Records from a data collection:

--*--

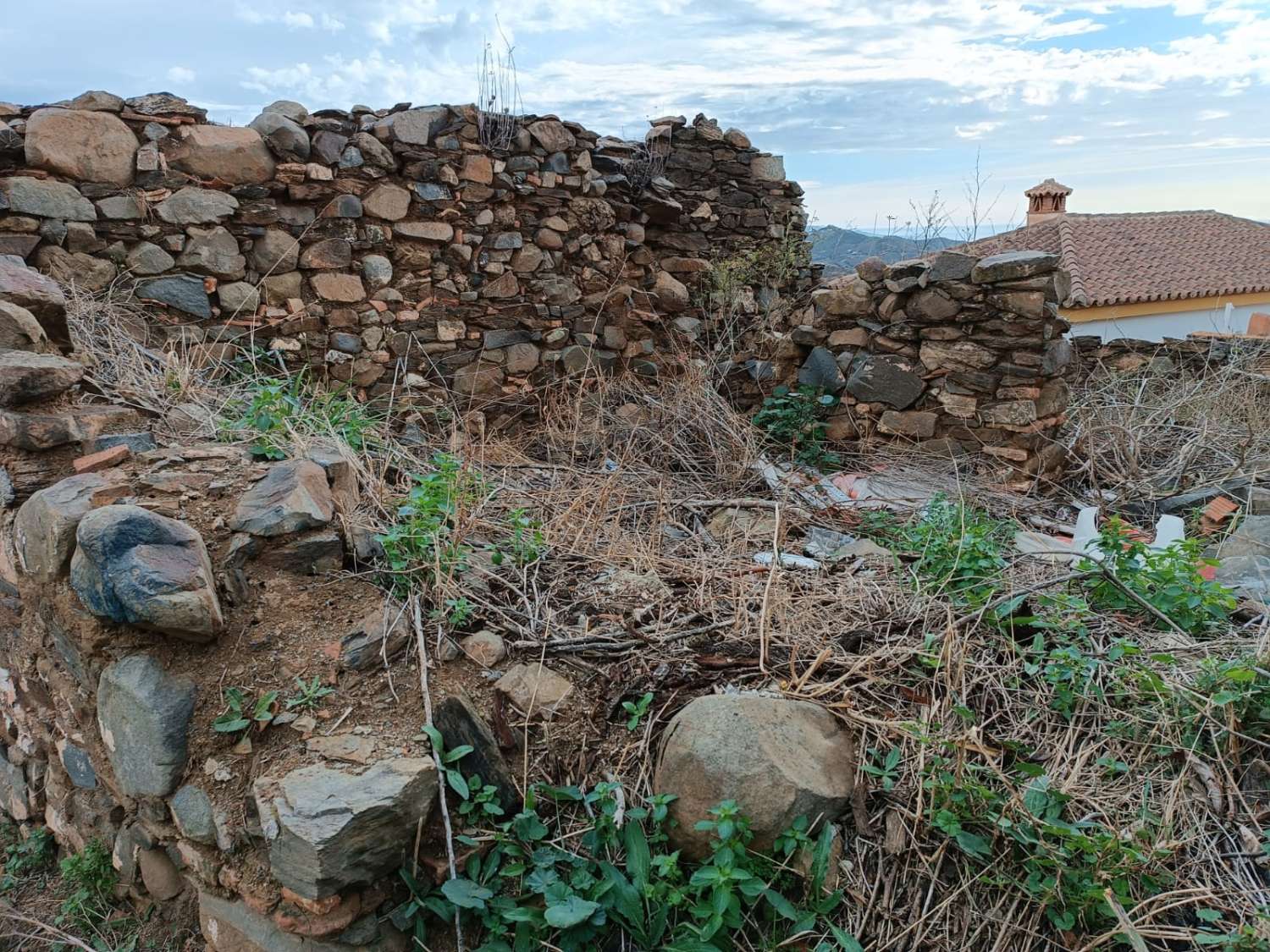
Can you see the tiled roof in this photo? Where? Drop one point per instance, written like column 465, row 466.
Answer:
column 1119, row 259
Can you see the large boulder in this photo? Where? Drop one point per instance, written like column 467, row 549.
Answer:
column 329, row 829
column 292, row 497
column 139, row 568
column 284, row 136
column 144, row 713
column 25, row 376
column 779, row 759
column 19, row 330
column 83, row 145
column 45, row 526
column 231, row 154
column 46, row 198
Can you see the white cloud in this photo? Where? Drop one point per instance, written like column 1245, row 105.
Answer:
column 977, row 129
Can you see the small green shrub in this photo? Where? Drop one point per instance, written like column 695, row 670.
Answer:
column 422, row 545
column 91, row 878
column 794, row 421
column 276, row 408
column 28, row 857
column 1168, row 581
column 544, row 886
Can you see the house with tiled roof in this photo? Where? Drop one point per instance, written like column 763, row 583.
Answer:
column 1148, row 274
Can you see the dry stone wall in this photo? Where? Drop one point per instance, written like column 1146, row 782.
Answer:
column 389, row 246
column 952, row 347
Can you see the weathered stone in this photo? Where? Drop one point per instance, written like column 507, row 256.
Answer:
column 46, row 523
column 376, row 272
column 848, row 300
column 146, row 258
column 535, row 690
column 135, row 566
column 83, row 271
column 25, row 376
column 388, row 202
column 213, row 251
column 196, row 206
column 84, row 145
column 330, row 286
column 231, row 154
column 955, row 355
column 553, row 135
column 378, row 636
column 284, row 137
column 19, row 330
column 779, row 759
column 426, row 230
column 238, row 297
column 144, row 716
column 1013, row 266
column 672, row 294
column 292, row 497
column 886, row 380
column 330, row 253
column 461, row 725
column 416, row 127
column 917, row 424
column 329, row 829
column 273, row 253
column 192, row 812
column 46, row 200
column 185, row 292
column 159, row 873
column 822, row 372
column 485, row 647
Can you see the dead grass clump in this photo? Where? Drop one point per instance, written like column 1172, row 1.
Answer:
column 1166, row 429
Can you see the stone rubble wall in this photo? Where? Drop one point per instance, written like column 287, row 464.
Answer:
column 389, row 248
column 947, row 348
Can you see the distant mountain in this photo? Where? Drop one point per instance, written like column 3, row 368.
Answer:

--*--

Can you write out the lines from the one with "Can you see the dry" through the end of the records, switching "Drop" to "Place" and keeping all else as it is?

Can you see the dry stone wall in this photo? Where? Place one point per instance, written like column 1146, row 782.
Answer:
column 389, row 246
column 952, row 347
Can you see the weathered stone in this photo? Where? Place one point per instance, written like column 507, row 256.
Answer:
column 46, row 523
column 376, row 272
column 848, row 300
column 146, row 258
column 535, row 690
column 135, row 566
column 83, row 271
column 25, row 376
column 388, row 202
column 213, row 251
column 196, row 206
column 84, row 145
column 330, row 286
column 231, row 154
column 955, row 355
column 553, row 135
column 378, row 636
column 284, row 137
column 19, row 330
column 779, row 759
column 426, row 230
column 238, row 297
column 144, row 716
column 1013, row 266
column 672, row 294
column 292, row 497
column 886, row 380
column 330, row 253
column 461, row 725
column 416, row 127
column 917, row 424
column 329, row 829
column 273, row 253
column 192, row 812
column 46, row 200
column 185, row 292
column 159, row 873
column 822, row 372
column 485, row 647
Can you see the dead grass clump in this photo? Where? Place one point per instance, written like column 1172, row 1.
Answer:
column 1166, row 429
Can you see the stone rubble wall in this photo? Where? Place one point per instance, written like column 287, row 464.
Answer:
column 389, row 248
column 947, row 348
Can you see the distant mountain in this photo? Where? Place one point per instance, written like column 3, row 368.
Answer:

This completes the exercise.